[Source data]

___

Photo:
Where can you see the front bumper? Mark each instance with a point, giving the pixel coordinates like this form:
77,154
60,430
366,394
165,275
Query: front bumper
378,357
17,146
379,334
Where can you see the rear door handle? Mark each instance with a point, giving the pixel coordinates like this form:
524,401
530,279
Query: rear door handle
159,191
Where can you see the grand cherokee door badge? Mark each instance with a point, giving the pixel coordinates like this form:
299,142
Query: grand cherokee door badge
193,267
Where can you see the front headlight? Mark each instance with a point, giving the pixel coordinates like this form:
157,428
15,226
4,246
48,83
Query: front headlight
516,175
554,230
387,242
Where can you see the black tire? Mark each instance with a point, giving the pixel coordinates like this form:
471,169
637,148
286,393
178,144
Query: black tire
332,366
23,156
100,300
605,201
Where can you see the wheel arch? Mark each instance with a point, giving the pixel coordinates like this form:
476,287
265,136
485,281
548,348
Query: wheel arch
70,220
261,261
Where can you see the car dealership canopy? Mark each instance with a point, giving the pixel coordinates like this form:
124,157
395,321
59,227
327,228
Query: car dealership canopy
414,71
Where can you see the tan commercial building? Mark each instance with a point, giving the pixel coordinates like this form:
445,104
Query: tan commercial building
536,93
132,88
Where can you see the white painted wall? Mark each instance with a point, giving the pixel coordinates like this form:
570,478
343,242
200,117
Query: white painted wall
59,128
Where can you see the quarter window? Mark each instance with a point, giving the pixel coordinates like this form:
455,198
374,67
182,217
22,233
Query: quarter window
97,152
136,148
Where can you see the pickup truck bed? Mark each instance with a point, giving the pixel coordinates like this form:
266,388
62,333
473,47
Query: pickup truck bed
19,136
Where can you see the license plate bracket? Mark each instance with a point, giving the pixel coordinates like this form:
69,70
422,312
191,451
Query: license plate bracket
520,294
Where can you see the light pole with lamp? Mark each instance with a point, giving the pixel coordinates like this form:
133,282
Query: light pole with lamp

___

*THE PROBLEM:* Return the lines above exactly, from the first to the last, without changing anything.

*OUTPUT BELOW:*
Photo:
Where can you see the front bumper? Mark each instance with a point, giving the pixel coordinates like this form:
77,154
60,430
366,394
165,275
Query: front bumper
378,357
17,146
379,334
Where can you see the rear door handle? Mark each instance with a point, giving the pixel coordinates like this form:
524,401
530,279
Query: rear door handle
159,191
Where can you see the grand cherokee door badge? Mark each instance with a point, giving the pixel coordinates like this form:
299,142
Query: grand cherokee door badge
193,267
Where can you see the front headlight? Mark each instance with a point, giving the pixel coordinates like this form:
157,428
15,226
4,246
48,83
Query: front headlight
516,175
554,230
387,242
Where can you see the black tire? Mark each instance with a point, giving the pixel coordinates like this form:
471,169
637,148
286,393
178,144
Query: black tire
332,366
23,156
100,300
605,201
Where can you see the wheel arch? Mark each instance with a point, giving the pixel coordinates like this form:
476,287
265,136
485,281
548,348
Query: wheel arch
70,220
261,261
Where can you see the car dealership canopy? Mark each instance with a point, giving the pixel coordinates like this form:
124,157
395,321
59,227
327,228
Query: car dealership canopy
414,71
Where can you see the tan commercial building? Mark each instance with a point, giving the pixel coordinates like this form:
445,104
Query: tan commercial building
536,93
132,88
Where can you see the white painted wall? Mark each instance with a point, giving the pixel coordinates like this form:
570,478
343,242
200,117
Query: white painted wall
59,128
Where can you see the quarter window? Mark each instance with a point, giving the pixel coordinates like this form:
455,198
374,67
182,217
22,233
Query: quarter window
97,152
136,148
Where can you see the pickup truck bed? Mark each instance with a point, giving the pixel coordinates like this form:
266,388
62,333
473,47
Query: pickup truck bed
19,136
Where can you see the license plate bracket? Mark each instance with a point, giving the pixel coordinates like this form:
69,70
422,312
191,451
Query: license plate bracket
520,294
Where can you see the light pole with lamp? Mark each instance with a point, giving the pixel coordinates like this form:
133,282
Query: light pole with lamp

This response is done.